> [PASSAGE]
· · ·

Consider, I say, that you are born into a losing struggle, as are we all. I have been into this and looked a fair way down the road, and I can tell you that nobody emerges from this struggle a winner.

The best way of getting through is to eat and drink heartily, in order to keep up your strength, and to ask yourself why it is that you meet more old drunks than old doctors.

I see people in California making themselves miserable the entire time, by eating a mournful lettuce leaf at lunchtime, wearing out their knee joints by jogging, tearing their muscles on brutal exercise machines, avoiding the gorgeous sunshine because of its toxic rays and sticking to the insipid forms of white wine that don't fight arterial hardening but, on the other hand, do give you memorable acidity.

The main complaint of these people is that they don't seem to have as much energy as they used to. Small wonder!

Throw away that lettuce leaf, I tell them. Chuck out that Chardonnay.

RELAX. There's nothing amiss that a solid martini, followed by a thick sirloin and some crusty bread - washed down with some fine, old bloodstained Burgundy - wouldn't cure.

Now the cult of the silhouette - along with the anti-smoking mania and all the rest of it - has leap-frogged the Atlantic. There's something especially ludicrous at seeing the British go all coy about their "body image" and physical self-esteem.

Do they think that the laws of gravity will be suspended in their own case and that things will not buckle and sag, or even fill out a bit, if they go into a frenzy of weight-watching?

There are models and ballet dancers in America who have died pointlessly in their beautiful 20s, with the verdict of the coroner - dressed up a bit for the press - being starvation.

And though anorexia and bulimia and kindred obsessions don't kill all that often, they do have the most awful effect on, of all things, the appearance.

Lose too much fat too quickly and you will get a cadaverous or wrinkled face in no time. And further down on the gravitational scale, it can be better to have a rounded derriere than, say, to have no derriere at all.

Perhaps that is as far as I had better go today - in any case, I must be a fool giving dietary advice for free when I could be making a mint from the endless delusion of eternal or renewable youth.

Christopher Hitchens is a columnist for Vanity Fair.

mirrorfeatures~mgn.co.uk

ulua Mon, Aug-18-03 11:29

Cult?
 
Another idiot heard from. *sigh* Of course, he is writing for that paragon of journalistic competence, 'Vanity Fair', which helps explain his imbecilic exposition.

Dean4Prez Tue, Aug-19-03 10:31

I just did a Google Image Search on hitchens christopher. I don't think anyone would say he looks "pale and ill and scrawny", LOL. But hey, the camera adds 50 lbs, right? :)

RoseTattoo Tue, Aug-19-03 11:33

Christopher Hitchens is a well-known contrarian. He reminds me of that line from a Marx Brothers movie, so famously delivered by Groucho: "Whatever it is, I'm against it." :lol:

dannysk Wed, Aug-20-03 00:35

"RELAX. There's nothing amiss that a solid martini, followed by a thick sirloin and some crusty bread - washed down with some fine, old bloodstained Burgundy - wouldn't cure."

· · ·

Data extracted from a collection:
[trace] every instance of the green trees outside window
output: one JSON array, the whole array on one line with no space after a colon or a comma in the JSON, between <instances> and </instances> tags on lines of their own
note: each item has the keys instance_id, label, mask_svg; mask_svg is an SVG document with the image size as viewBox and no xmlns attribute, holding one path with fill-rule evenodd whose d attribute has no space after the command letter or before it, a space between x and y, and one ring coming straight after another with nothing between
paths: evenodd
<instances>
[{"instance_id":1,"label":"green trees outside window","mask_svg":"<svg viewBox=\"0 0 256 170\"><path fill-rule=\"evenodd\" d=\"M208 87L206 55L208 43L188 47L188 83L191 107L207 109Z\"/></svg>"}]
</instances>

· · ·

> [WHAT TO PRODUCE] Rewrite everything in the column from "And though anorexia" down to "or renewable youth.", changing "cadaverous" to "gaunt".

> [EXPECTED OUTPUT]
And though anorexia and bulimia and kindred obsessions don't kill all that often, they do have the most awful effect on, of all things, the appearance.

Lose too much fat too quickly and you will get a gaunt or wrinkled face in no time. And further down on the gravitational scale, it can be better to have a rounded derriere than, say, to have no derriere at all.

Perhaps that is as far as I had better go today - in any case, I must be a fool giving dietary advice for free when I could be making a mint from the endless delusion of eternal or renewable youth.